TASK DETAILS:
Copy the lines from the one containing "Describe the position of the white castle" up to and including the one containing "[17,39,86,70]", replacing "slate roof" with "tiled roof" and leaving everything else unchanged.

-- START --

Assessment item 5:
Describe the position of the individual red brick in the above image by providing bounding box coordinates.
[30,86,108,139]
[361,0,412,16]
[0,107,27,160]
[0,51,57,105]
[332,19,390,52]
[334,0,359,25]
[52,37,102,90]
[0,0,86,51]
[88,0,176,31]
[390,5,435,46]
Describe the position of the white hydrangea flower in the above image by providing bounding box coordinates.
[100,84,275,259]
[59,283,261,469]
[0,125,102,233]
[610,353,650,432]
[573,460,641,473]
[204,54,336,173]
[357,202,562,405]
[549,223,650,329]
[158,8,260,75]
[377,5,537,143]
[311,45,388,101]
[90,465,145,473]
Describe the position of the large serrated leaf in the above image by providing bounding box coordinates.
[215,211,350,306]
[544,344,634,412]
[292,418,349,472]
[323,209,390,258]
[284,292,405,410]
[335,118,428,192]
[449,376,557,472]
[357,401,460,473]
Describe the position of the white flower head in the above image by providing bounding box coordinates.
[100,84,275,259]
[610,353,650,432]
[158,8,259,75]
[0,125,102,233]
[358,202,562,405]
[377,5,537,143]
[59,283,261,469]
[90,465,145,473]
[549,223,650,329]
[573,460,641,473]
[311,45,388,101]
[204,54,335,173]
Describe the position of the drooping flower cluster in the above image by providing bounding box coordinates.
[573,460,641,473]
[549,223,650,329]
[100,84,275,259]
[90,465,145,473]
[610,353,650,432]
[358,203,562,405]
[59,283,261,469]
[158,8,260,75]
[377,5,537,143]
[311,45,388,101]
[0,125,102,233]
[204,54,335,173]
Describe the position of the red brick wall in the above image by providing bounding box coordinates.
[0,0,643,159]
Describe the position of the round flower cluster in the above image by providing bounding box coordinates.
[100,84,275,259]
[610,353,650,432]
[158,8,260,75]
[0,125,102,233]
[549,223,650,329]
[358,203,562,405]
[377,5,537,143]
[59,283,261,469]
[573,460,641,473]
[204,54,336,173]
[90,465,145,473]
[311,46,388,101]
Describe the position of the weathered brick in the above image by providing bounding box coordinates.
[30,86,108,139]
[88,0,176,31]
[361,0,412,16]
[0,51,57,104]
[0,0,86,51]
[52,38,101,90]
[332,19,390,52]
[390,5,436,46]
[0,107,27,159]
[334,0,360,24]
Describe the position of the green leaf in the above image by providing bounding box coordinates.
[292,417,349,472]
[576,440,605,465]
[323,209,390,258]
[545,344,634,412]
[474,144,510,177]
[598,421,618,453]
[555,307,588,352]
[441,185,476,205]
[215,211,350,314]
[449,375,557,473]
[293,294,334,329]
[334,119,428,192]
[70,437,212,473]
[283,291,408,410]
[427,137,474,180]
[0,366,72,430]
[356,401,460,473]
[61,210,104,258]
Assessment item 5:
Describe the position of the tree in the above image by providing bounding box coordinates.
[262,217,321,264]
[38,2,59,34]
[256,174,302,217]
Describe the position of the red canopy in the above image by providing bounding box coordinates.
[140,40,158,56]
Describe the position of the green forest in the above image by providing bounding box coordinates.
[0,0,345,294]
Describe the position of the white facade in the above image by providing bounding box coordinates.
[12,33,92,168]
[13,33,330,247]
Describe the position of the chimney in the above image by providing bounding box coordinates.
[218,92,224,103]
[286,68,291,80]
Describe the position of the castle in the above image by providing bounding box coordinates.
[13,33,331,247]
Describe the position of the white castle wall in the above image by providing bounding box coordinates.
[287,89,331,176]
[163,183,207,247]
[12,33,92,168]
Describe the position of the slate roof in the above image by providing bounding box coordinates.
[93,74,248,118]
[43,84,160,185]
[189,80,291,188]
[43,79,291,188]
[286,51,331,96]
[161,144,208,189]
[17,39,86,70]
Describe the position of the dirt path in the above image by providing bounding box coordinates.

-- END --

THE COMPLETED TASK:
Describe the position of the white castle wall in the above image by providing bounding box coordinates.
[287,89,331,176]
[163,183,207,247]
[12,33,92,168]
Describe the position of the tiled roof in the above image by providing bounding box coordinates.
[93,74,248,118]
[43,84,160,185]
[189,80,291,188]
[43,79,291,188]
[286,51,331,96]
[161,144,208,189]
[17,39,86,70]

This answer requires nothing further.